- [Texte source]
——————

Il y a en Italie, sur une petite île du lac majeur, un joyau d’architecture baroque, un palais aussi opulent qu’élégant, dont la pompe serait indigeste si elle n’était si harmonieuse.
 
Sous une coupole, la haute salle de bal est toute en stucs et en marbres, d’un bleu pâle, rehaussé  de bronze :
 
plafond de la salle de bal du Palais Borromeo sur l'Isola Bella
 
Elle est si haute qu’il faut s’y reprendre à deux fois pour déchiffrer l’inscription sur la clé de voute. Il s’agit de la devise de la puissante famille Borromée qui nous reçoit : Humilitas.
 
Humilité, quel étrange mot apposé à une telle démonstration de puissance et de richesse ; quelle étrange devise pour cette grande famille milanaise, associée aux Visconti, aux Sforza et aux grands vices de l’âge d’or des cités italiennes.
 
Quand donc avons-nous oublié que l’humilité était la grâce des puissants ?
 
Quand donc avons-nous oublié, qu’avant Napoléon, il n’était de prince si orgueilleux qui ne s’agenouillât devant le Pape, si puissant qui ne se souvienne tout ce qu’il devait à Dieu et à la Providence ?
 
Lundi à Notre-Dame, notre époque a été meurtrie dans ce qu’elle a de puissant. Dimanche à Colombo, elle a été rappelée à ce qu’elle a de plus vil.
 
Ainsi nous avons été capable de laisser brûler Notre-Dame.
 
 
Tous nos capteurs, toutes nos alarmes, tous nos écrans, toutes nos organisations et procédures, toute notre science et nos technologies, tous les moyens, enfin, de la modernité triomphante ont échoué à préserver un joyau architectural vieux de 800 ans d’un vulgaire incendie.
 
Peu importe la cause, peu importe le responsable. Il suffit que cela fut.
 
Soyons honnêtes : est-ce la perte d’un trésor que nous pleurons, ou notre incapacité à le protéger qui bouleverse nos âmes ?
 
L’examen de conscience est douloureux et l’attachement de Paris et du monde occidental à Notre-Dame est réel et profond.
 
Mais quel Parisien avait remis les pieds à Notre-Dame depuis la sempiternelle sortie de classe de 5e ?  Quel Parisien détournait son chemin de quelques pas pour venir la saluer ?

——————

- [À faire]
Résume en deux phrases le texte sur le palais Borromée et l'incendie de Notre-Dame. Les entrées proviennent d'une autre source que le texte.

[Entrées de pointage et d'étiquetage]
——————

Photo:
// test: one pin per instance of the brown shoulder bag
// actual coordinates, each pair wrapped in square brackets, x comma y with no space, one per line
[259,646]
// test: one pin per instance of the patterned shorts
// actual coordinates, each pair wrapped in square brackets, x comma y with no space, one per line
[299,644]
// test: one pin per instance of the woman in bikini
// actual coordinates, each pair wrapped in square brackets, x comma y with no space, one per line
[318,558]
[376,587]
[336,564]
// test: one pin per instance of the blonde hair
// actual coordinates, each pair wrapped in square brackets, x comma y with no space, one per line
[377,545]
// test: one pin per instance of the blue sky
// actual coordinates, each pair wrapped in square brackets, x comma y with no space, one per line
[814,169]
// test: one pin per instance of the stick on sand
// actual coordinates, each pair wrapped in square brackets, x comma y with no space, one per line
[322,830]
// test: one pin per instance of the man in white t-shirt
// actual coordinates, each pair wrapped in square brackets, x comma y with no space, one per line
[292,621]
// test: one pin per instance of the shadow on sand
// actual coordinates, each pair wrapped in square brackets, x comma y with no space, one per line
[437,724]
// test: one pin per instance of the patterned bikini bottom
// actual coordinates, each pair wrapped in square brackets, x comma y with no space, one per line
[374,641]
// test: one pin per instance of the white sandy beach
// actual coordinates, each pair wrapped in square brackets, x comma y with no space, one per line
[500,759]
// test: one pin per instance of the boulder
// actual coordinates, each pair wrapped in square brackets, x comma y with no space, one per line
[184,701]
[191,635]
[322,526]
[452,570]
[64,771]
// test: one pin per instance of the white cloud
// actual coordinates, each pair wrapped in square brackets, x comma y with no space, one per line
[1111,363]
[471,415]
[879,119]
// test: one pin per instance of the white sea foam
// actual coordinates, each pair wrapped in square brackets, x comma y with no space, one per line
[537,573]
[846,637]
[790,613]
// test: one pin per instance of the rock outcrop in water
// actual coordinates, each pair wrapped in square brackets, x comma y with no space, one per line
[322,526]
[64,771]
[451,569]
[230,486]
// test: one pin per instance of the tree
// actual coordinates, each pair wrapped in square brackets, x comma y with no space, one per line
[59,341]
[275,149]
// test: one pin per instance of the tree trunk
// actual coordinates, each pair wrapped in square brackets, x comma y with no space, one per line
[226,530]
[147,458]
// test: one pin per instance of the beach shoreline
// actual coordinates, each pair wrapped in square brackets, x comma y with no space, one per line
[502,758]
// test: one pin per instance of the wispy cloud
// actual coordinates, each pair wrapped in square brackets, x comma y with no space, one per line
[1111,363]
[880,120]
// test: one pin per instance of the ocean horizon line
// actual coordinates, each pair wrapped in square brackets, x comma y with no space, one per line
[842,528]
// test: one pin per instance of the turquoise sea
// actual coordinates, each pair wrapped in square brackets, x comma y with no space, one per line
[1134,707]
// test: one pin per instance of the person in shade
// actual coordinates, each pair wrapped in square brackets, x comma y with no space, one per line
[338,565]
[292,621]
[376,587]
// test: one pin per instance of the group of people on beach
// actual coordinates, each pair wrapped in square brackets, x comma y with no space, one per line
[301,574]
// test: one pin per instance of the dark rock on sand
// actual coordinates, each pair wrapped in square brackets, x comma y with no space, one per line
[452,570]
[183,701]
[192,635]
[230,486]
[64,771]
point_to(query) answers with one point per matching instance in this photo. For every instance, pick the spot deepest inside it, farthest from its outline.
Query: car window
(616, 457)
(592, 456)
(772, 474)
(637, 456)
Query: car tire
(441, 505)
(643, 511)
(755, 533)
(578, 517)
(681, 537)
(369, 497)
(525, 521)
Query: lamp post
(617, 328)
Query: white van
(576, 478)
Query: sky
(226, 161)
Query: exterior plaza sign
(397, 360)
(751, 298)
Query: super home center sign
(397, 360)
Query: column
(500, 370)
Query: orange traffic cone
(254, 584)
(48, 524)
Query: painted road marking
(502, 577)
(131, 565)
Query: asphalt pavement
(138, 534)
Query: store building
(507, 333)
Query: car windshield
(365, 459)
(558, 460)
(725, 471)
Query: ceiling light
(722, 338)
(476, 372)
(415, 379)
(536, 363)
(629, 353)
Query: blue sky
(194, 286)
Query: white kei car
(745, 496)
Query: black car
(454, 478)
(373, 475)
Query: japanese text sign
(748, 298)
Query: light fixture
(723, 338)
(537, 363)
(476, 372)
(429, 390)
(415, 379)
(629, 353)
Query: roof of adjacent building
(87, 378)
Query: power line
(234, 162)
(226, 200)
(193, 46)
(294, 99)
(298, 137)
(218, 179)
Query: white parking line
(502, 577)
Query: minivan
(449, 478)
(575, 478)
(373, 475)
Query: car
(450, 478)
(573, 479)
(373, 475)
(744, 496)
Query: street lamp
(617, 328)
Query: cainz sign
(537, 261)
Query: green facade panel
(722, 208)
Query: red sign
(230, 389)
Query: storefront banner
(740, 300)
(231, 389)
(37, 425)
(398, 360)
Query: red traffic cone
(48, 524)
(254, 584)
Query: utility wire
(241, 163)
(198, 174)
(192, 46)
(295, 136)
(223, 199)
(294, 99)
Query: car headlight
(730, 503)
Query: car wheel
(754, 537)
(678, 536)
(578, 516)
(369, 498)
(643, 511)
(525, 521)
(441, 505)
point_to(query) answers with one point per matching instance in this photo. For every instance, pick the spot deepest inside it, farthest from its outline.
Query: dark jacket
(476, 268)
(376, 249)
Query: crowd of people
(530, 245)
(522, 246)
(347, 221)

——————

- [Solution]
Dans le palais Borromée, sur une petite île du lac Majeur, la clé de voûte d'une salle de bal somptueuse porte la devise Humilitas, ce qui amène le texte à demander quand nous avons oublié que l'humilité était la grâce des puissants. Tous les moyens de la modernité triomphante ont échoué à préserver Notre-Dame, joyau vieux de 800 ans, d'un vulgaire incendie, et le texte se demande si nous pleurons la perte de ce trésor ou notre incapacité à le protéger.